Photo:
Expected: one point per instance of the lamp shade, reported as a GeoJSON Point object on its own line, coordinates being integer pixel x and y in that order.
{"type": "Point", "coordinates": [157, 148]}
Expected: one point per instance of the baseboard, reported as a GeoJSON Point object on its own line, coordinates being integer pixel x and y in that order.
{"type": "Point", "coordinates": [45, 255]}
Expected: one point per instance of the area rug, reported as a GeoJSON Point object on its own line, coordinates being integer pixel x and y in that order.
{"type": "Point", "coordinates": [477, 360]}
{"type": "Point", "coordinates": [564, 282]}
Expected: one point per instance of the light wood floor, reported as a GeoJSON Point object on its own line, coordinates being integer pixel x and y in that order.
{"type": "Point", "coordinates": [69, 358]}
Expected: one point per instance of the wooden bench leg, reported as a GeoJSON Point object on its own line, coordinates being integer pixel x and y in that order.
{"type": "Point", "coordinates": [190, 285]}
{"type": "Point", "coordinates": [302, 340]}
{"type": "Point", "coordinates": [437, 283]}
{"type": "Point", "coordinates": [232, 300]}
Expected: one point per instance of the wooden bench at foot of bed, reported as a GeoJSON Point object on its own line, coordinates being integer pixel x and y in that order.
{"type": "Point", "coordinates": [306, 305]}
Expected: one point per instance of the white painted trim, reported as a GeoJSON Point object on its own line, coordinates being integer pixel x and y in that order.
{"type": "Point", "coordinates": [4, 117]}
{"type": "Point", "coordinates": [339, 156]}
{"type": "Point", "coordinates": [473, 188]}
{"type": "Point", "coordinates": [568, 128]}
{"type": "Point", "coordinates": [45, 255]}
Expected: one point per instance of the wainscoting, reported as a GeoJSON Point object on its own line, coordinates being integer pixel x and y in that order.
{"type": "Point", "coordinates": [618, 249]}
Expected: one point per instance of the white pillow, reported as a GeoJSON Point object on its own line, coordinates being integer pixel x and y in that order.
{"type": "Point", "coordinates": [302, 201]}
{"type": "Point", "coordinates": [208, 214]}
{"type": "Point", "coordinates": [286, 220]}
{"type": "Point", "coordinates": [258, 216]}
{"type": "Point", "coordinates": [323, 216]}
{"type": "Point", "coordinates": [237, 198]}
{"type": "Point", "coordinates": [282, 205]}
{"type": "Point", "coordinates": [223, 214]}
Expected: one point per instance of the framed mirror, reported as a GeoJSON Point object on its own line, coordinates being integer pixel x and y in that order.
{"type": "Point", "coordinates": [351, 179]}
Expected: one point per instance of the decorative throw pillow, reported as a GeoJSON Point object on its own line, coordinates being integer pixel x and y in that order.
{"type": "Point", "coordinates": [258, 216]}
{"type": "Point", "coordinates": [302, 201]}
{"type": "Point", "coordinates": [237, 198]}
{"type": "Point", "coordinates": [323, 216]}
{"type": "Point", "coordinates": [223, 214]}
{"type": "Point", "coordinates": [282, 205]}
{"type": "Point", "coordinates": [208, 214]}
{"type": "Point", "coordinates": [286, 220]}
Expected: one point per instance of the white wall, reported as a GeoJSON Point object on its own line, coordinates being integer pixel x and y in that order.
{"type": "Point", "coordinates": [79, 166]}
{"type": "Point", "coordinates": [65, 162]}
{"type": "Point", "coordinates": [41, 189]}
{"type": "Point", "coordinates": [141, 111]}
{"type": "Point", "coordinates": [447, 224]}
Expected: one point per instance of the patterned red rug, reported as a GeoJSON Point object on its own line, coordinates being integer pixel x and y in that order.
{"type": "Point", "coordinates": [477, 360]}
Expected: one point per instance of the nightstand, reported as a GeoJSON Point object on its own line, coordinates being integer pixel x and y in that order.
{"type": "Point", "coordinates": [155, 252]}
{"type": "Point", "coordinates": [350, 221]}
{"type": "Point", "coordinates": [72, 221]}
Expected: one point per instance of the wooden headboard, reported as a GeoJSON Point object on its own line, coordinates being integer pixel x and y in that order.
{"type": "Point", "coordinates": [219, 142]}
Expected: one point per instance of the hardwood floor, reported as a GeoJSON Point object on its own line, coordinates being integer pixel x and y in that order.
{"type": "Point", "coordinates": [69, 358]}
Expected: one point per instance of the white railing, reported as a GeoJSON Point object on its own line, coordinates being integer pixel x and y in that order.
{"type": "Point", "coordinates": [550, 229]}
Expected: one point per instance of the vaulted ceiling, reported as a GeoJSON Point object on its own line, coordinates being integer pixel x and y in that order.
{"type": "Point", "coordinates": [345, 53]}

:::::

[THE PROBLEM] Starting from the line containing "wooden headboard, reported", repeat each line through the end of the entries, exactly.

[WRITTEN RESPONSE]
Expected: one point per instance of the wooden headboard, reported as a GeoJSON Point object on its own line, coordinates being integer pixel x and y in that order.
{"type": "Point", "coordinates": [219, 142]}
Expected: one point per instance of the hardwood floor, reported as a GeoJSON Point object on its own line, coordinates being integer pixel x and y in that order.
{"type": "Point", "coordinates": [69, 358]}
Expected: one point per instance of the white railing, reported as a GeoJSON Point object on its own line, coordinates being integer pixel x and y in that order.
{"type": "Point", "coordinates": [550, 229]}
Expected: one point per instance of the vaulted ceiling, reported as a GeoJSON Point object on its own line, coordinates being integer pixel x and y in that order.
{"type": "Point", "coordinates": [345, 53]}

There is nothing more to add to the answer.